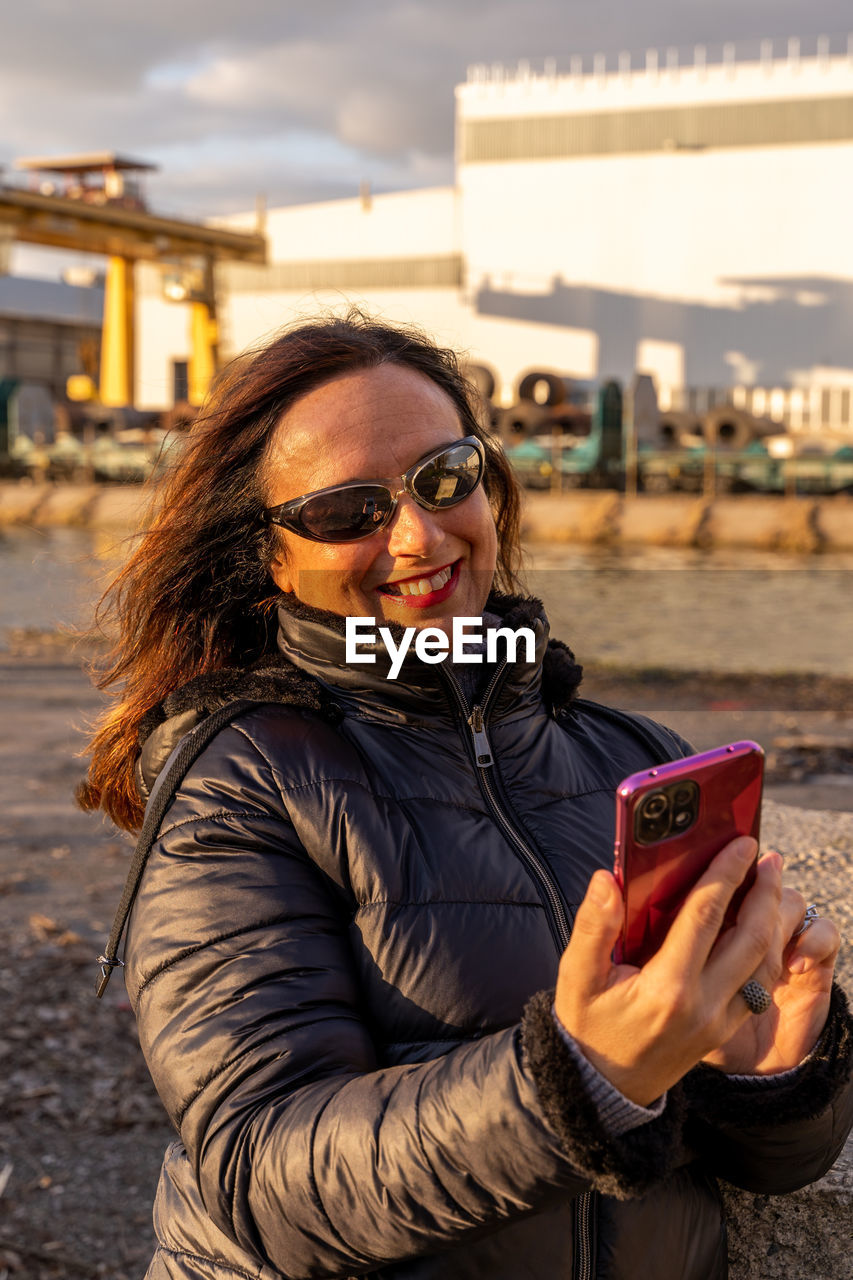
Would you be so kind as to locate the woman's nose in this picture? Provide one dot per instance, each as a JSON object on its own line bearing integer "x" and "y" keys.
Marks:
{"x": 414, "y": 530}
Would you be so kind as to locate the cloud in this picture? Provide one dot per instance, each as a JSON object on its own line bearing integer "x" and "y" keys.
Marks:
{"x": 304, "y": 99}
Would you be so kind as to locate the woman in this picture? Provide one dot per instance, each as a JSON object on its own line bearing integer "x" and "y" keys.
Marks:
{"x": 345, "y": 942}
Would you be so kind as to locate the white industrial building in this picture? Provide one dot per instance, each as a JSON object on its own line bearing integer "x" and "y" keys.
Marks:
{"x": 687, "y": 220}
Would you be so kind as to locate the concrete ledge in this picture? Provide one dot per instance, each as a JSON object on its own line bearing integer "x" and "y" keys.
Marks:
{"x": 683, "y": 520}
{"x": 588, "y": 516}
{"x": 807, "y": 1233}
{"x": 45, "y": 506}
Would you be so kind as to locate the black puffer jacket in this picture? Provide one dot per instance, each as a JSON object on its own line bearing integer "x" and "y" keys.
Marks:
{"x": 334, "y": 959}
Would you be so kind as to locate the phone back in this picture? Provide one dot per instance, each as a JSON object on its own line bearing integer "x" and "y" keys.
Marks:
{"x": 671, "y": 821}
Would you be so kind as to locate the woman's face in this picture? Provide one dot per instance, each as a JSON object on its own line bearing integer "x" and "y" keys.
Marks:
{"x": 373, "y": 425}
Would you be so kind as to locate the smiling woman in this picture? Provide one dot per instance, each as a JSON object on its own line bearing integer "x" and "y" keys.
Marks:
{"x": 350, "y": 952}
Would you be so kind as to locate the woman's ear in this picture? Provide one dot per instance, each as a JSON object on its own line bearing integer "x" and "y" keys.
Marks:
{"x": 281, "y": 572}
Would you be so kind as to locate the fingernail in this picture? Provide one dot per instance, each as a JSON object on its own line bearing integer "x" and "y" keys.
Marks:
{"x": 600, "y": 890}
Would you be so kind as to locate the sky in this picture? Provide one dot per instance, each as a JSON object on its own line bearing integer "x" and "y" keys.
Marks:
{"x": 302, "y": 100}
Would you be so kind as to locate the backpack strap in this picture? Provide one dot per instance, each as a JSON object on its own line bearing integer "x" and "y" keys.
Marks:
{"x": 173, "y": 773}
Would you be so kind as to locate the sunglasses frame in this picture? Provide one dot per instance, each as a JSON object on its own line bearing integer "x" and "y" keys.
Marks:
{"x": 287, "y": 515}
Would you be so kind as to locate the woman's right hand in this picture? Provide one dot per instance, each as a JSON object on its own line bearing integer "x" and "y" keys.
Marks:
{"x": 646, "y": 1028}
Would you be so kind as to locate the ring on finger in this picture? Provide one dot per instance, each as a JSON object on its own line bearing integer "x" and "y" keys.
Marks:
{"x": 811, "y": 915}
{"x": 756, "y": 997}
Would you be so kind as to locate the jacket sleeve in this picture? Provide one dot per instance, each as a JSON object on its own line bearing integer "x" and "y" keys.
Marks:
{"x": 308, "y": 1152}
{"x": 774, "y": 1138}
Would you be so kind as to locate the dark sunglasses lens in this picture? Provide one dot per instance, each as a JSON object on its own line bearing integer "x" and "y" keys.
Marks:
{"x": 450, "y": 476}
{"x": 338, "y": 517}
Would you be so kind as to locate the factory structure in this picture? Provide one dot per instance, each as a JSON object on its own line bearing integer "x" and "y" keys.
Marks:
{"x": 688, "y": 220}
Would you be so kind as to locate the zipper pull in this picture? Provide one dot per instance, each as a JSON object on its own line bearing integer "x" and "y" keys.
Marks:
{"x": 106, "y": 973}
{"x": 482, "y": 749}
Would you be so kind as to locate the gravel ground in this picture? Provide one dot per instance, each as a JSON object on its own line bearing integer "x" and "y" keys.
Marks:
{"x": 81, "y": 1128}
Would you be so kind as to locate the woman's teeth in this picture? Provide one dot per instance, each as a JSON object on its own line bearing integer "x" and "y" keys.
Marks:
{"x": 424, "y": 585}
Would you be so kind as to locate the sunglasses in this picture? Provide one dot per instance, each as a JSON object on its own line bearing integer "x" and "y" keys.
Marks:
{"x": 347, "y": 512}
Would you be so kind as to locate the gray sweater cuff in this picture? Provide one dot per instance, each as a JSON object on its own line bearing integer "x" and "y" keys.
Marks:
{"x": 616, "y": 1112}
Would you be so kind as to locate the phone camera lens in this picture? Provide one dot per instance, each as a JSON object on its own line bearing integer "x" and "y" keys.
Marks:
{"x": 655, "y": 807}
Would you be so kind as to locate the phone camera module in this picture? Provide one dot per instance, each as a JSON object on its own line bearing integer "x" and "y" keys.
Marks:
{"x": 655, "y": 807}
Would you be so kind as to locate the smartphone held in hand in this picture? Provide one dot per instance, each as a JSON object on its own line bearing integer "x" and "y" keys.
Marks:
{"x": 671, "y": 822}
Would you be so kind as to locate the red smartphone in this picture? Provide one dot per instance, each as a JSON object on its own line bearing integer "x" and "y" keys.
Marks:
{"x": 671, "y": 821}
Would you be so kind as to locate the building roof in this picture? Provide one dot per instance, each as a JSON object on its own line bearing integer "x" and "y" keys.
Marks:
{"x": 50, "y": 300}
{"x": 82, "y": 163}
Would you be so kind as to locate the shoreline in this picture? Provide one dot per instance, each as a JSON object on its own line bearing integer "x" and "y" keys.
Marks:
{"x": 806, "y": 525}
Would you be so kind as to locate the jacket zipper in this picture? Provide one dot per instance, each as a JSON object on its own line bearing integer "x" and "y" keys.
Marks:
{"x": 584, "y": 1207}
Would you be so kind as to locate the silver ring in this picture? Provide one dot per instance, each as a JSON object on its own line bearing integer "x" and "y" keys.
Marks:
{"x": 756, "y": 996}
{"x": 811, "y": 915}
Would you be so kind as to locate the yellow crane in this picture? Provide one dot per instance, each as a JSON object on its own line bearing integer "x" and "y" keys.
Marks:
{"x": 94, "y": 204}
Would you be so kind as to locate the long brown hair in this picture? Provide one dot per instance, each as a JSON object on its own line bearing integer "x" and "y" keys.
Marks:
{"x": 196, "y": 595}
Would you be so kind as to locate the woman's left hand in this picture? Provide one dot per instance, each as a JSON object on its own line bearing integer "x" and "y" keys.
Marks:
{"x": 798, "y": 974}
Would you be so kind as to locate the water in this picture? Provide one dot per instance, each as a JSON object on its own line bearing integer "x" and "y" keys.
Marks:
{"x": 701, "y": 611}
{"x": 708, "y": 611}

----------

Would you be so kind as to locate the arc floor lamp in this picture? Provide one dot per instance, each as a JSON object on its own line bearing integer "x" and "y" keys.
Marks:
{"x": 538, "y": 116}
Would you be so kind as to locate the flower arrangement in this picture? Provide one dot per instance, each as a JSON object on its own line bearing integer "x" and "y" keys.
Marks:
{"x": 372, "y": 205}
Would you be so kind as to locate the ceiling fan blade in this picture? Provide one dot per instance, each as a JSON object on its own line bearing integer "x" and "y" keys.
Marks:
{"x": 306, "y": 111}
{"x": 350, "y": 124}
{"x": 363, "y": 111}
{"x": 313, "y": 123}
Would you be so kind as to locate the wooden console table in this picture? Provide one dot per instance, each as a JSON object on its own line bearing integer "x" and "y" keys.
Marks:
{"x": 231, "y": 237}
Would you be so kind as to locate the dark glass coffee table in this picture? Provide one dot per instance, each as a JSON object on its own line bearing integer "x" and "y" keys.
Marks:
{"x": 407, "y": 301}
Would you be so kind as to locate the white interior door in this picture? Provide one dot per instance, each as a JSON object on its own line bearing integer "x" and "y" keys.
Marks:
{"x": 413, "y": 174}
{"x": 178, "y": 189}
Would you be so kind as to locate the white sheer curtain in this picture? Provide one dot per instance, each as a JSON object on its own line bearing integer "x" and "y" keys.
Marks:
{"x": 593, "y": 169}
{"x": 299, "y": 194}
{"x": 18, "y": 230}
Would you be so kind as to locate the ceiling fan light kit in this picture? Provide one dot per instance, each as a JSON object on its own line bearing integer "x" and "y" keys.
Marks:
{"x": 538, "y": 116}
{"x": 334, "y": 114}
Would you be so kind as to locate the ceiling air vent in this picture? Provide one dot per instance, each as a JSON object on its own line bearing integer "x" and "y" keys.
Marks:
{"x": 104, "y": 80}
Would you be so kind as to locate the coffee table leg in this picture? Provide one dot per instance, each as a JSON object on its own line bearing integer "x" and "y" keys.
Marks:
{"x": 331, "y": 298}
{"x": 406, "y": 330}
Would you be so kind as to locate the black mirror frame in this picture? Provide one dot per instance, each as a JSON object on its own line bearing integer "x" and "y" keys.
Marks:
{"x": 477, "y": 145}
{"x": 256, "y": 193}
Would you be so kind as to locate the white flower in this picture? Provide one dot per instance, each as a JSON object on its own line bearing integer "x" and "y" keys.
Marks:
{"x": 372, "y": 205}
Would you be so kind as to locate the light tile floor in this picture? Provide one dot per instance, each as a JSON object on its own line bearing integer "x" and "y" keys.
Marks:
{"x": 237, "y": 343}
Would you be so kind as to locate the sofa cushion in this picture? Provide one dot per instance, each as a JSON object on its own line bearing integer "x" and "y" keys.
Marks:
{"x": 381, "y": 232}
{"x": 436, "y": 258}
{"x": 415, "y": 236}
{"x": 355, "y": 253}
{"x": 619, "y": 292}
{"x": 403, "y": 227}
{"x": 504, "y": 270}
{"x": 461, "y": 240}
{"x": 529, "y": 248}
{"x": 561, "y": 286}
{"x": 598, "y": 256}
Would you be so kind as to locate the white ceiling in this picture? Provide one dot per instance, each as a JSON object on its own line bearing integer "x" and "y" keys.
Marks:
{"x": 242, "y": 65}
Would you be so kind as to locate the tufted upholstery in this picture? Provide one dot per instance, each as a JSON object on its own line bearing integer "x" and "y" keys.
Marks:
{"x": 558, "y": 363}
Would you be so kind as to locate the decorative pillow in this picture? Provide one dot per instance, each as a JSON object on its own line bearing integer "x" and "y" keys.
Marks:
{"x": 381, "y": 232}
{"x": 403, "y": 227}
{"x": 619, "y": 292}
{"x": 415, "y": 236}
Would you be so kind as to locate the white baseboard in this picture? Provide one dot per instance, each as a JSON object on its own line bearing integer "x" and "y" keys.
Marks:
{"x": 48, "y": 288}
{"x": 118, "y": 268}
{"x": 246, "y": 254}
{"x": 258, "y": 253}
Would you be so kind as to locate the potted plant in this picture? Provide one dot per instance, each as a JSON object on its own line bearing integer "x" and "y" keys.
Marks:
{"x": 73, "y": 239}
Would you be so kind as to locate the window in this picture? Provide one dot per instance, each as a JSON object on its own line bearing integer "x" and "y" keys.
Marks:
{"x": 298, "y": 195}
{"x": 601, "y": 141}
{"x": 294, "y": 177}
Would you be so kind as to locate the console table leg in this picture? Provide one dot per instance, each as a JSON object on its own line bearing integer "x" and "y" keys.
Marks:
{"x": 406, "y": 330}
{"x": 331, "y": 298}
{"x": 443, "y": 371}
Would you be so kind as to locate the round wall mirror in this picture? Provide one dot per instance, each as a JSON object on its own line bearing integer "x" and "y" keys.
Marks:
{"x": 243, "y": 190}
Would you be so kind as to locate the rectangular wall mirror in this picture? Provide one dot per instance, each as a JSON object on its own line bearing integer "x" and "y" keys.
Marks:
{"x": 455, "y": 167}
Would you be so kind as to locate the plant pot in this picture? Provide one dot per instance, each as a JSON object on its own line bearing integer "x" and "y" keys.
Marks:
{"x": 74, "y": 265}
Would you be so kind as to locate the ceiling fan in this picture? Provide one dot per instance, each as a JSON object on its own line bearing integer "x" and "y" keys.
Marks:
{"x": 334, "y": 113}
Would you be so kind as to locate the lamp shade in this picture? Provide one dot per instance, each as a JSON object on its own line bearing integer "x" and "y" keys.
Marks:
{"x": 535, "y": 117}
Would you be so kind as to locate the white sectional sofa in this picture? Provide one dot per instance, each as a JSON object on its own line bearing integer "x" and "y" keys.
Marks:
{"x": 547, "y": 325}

----------

-- What to do --
Tally the lines of the records above that contain the string "zipper", treating case as significant, and reply with that number alone.

-- Result of this task --
2